§ SELECTED TEXT

Scientific Provenance Pattern¶
Git-based version tracking for reproducible research outputs
Problem Statement¶
Scientific data outputs must be cryptographically traceable to the exact code version that generated them. This enables:
- Reproducibility: Re-run analysis with identical code
- Forensic analysis: Investigate anomalies by reconstructing environment
- Compliance: Demonstrate methodological rigor for publication
- Trust: Stakeholders can verify data provenance
Solution: Git as Metadata Provider¶
Use git read-only to capture version metadata in scientific outputs.
Core Principle¶
Git is NOT a workflow manager → Git IS a version metadata provider
- ✅ Read git state:
rev-parse,status,describe - ✅ Embed in outputs: Manifests, exports, reports
- ✅ Fail gracefully: Try/except with
"unknown"fallback - ❌ Never modify: No programmatic
git add/commit/push
Implementation¶
Pattern 1: Export Manifest Metadata¶
Every scientific data export includes version metadata:
def create_export_manifest(
output_path: Path,
version: str,
include_git_info: bool = True,
include_system_info: bool = True
) -> dict:
"""Create manifest with full provenance metadata.
Embeds git commit hash, branch, dirty flag, and system info
in export manifest for complete reproducibility.
"""
manifest = {
"export_timestamp": datetime.now(timezone.utc).isoformat(),
"version": version,
}
if include_git_info:
try:
# Capture commit hash (primary identifier)
commit = subprocess.check_output(
["git", "rev-parse", "HEAD"],
text=True
).strip()
manifest["git_commit"] = commit
manifest["git_commit_short"] = commit[:7]
# Capture branch (context)
try:
branch = subprocess.check_output(
["git", "rev-parse", "--abbrev-ref", "HEAD"],
text=True
).strip()
if branch != "HEAD": # Not in detached HEAD state
manifest["git_branch"] = branch
except (subprocess.CalledProcessError, FileNotFoundError):
pass
# Flag uncommitted changes (critical for reproducibility)
try:
result = subprocess.check_output(
["git", "status", "--porcelain"],
text=True
).strip()
manifest["git_dirty"] = bool(result)

(Entries for identifying locations)
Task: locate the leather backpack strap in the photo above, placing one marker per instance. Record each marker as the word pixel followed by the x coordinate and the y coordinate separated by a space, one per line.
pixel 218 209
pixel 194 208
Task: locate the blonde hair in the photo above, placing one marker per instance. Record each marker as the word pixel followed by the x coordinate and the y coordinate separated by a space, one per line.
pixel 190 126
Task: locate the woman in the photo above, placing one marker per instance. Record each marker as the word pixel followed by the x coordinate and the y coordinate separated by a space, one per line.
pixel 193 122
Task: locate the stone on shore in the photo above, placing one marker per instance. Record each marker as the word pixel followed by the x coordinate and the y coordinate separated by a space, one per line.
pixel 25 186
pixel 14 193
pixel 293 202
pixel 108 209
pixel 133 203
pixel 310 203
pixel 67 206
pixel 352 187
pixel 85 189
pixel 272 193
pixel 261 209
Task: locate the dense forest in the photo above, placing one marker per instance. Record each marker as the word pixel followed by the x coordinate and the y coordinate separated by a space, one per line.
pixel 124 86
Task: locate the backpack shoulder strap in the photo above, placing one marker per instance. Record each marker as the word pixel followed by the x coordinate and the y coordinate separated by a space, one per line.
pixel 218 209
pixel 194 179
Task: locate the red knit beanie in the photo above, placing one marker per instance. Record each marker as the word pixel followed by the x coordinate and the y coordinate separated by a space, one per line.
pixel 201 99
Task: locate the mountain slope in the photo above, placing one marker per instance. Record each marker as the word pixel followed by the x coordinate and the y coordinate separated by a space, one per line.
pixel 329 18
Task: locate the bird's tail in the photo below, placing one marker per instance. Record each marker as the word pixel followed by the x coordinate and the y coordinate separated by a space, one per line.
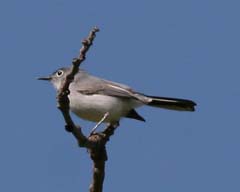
pixel 172 103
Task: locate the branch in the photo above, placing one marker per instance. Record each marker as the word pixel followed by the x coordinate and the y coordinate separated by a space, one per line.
pixel 96 142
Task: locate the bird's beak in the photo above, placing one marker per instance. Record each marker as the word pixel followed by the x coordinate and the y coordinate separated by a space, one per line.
pixel 44 78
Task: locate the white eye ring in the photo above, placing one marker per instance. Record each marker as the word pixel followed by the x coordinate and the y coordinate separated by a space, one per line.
pixel 59 73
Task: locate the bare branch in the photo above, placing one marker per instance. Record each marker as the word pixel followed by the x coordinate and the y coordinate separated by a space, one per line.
pixel 96 142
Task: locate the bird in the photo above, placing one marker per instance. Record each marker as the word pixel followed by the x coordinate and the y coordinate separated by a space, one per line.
pixel 95 99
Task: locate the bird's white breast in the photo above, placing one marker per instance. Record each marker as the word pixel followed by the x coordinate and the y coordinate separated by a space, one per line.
pixel 93 107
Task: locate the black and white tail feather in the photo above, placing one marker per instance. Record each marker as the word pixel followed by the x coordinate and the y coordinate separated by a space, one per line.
pixel 172 103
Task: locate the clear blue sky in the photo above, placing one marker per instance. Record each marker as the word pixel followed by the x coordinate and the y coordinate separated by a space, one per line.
pixel 187 49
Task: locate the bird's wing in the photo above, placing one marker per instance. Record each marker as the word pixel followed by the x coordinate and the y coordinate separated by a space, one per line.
pixel 111 89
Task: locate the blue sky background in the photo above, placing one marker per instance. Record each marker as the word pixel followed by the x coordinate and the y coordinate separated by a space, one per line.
pixel 187 49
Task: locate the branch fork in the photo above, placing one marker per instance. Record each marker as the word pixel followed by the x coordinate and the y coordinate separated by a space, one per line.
pixel 96 142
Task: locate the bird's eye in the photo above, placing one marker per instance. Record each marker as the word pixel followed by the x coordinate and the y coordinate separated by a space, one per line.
pixel 59 73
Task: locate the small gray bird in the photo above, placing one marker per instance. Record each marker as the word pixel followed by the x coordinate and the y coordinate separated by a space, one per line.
pixel 91 98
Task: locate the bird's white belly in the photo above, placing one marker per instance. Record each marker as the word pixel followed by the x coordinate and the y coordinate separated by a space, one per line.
pixel 93 107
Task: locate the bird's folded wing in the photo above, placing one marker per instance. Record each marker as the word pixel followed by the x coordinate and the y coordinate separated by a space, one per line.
pixel 112 89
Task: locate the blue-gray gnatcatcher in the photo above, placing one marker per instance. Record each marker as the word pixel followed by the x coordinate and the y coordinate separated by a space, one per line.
pixel 91 98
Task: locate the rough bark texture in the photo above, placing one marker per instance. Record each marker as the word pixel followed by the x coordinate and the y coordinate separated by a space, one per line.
pixel 96 142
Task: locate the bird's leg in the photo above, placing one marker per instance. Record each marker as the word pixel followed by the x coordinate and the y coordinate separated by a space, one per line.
pixel 99 123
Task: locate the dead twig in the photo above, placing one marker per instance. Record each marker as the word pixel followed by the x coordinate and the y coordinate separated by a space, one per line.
pixel 96 142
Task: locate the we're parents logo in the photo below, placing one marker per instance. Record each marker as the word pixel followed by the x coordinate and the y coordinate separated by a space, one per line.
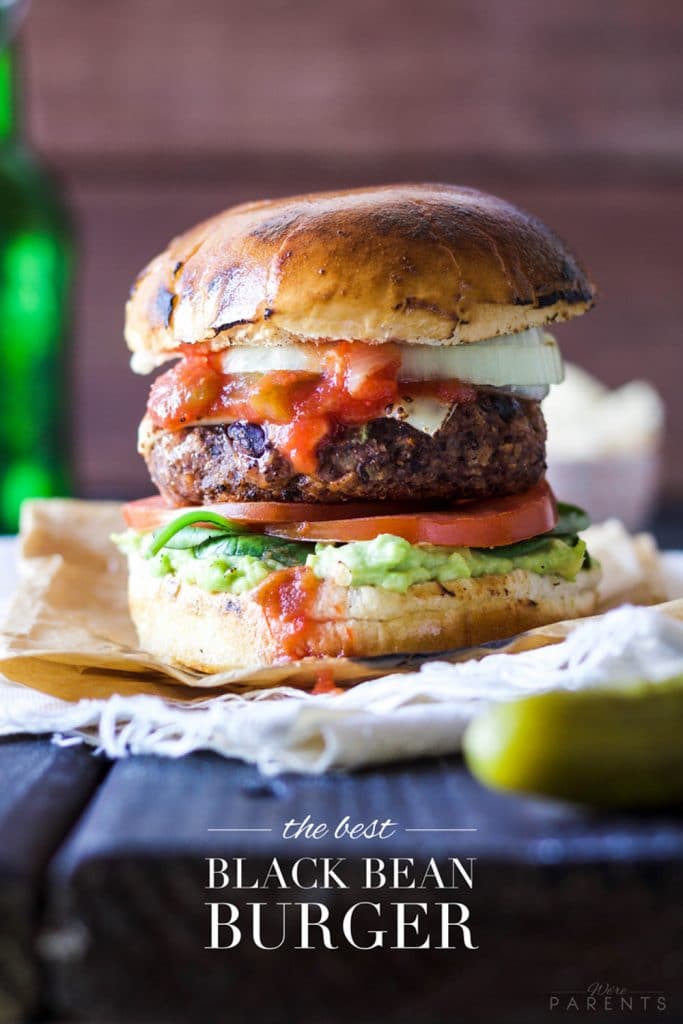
pixel 605 997
pixel 367 902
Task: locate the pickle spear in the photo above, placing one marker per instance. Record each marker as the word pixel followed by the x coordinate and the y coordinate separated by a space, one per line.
pixel 616 747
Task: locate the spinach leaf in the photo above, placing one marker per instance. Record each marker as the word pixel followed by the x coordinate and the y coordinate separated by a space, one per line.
pixel 520 548
pixel 193 537
pixel 258 546
pixel 162 537
pixel 571 520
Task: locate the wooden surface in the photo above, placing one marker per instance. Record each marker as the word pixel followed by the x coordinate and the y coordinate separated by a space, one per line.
pixel 561 897
pixel 160 113
pixel 42 792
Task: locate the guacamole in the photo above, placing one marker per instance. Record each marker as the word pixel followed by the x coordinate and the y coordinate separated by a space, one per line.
pixel 238 563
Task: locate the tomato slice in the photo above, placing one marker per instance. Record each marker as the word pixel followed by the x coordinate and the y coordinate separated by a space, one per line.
pixel 147 513
pixel 488 523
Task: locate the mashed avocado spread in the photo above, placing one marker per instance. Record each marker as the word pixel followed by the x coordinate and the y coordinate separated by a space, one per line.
pixel 237 563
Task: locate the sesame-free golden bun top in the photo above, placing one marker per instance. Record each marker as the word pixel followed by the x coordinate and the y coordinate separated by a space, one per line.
pixel 415 263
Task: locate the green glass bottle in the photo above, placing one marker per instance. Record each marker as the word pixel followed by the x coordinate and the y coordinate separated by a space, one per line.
pixel 36 269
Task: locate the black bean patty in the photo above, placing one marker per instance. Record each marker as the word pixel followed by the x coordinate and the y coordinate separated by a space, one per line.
pixel 494 445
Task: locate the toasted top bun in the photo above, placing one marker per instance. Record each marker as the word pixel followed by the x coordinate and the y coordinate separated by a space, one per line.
pixel 421 263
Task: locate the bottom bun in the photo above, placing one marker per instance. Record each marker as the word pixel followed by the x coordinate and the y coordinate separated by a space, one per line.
pixel 214 632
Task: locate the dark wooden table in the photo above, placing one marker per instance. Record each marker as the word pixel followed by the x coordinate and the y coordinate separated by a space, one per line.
pixel 103 890
pixel 103 876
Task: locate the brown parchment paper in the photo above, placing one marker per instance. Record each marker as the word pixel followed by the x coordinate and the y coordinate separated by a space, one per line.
pixel 68 632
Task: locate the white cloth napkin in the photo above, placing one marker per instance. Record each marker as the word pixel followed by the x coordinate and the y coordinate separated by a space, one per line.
pixel 390 719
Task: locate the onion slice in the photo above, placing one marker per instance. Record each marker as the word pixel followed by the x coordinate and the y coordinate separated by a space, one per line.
pixel 526 358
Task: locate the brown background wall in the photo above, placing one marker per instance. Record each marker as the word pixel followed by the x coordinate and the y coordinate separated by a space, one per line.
pixel 161 112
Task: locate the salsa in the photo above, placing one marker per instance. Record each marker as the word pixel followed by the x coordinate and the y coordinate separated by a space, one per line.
pixel 356 383
pixel 287 598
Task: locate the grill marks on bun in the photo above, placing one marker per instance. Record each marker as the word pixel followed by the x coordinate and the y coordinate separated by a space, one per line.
pixel 410 262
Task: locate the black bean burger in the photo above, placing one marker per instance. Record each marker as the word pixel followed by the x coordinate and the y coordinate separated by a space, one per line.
pixel 348 446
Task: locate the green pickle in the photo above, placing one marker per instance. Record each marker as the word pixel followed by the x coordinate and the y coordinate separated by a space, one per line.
pixel 616 747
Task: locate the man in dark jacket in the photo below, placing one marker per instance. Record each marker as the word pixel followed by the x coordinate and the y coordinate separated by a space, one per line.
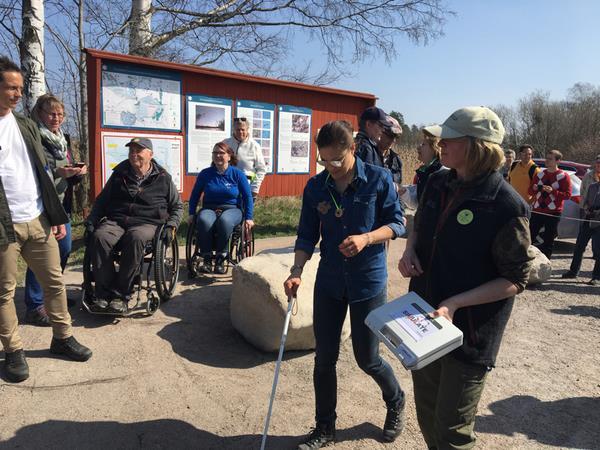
pixel 139 196
pixel 31 220
pixel 372 122
pixel 390 159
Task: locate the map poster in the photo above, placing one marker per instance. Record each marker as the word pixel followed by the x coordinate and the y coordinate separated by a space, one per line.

§ GIVEN INSTRUCTION
Write the next part of the page on the scientific provenance pattern, picking up after its last line. The data shown here is not needed.

§ RESPONSE BELOW
except (subprocess.CalledProcessError, FileNotFoundError):
pass
except (subprocess.CalledProcessError, FileNotFoundError):
logger.debug("Git information not available")
manifest["git_commit"] = "unknown"
if include_system_info:
import platform
import sys
manifest["system_info"] = {
"platform": platform.platform(),
"python_version": sys.version,
"hostname": platform.node(),
}
return manifest
Example output (manifest.json):
{
"export_timestamp": "2025-10-08T19:30:00Z",
"version": "1.0.0",
"git_commit": "a1b2c3d4e5f6789012345678901234567890abcd",
"git_commit_short": "a1b2c3d",
"git_branch": "main",
"git_dirty": false,
"system_info": {
"platform": "macOS-14.0-arm64",
"python_version": "3.11.5",
"hostname": "aafc-workstation-01"
}
}
Pattern 2: Processing Run Metadata¶
Capture version at processing start:
def process_specimens(input_dir: Path, output_dir: Path):
"""Process specimens with full provenance tracking."""
# Capture git commit at start
try:
git_commit = subprocess.check_output(
["git", "rev-parse", "HEAD"],
text=True
).strip()
except Exception:
git_commit = None
# Processing logic...
results = []
for specimen_image in input_dir.glob("*.jpg"):
result = extract_darwin_core(specimen_image)
result["processing_metadata"] = {
"git_commit": git_commit,
"timestamp": datetime.now(timezone.utc).isoformat(),
}
results.append(result)
# Export with manifest
manifest = create_export_manifest(
output_dir / "manifest.json",
version="1.0.0",
include_git_info=True
)
with open(output_dir / "manifest.json", "w") as f:
json.dump(manifest, f, indent=2)
return results
Pattern 3: Quality Assurance Checks¶
Use git status to flag risky outputs:
def export_darwin_core_archive(data: list[dict], output_path: Path):
"""Export Darwin Core archive with provenance validation."""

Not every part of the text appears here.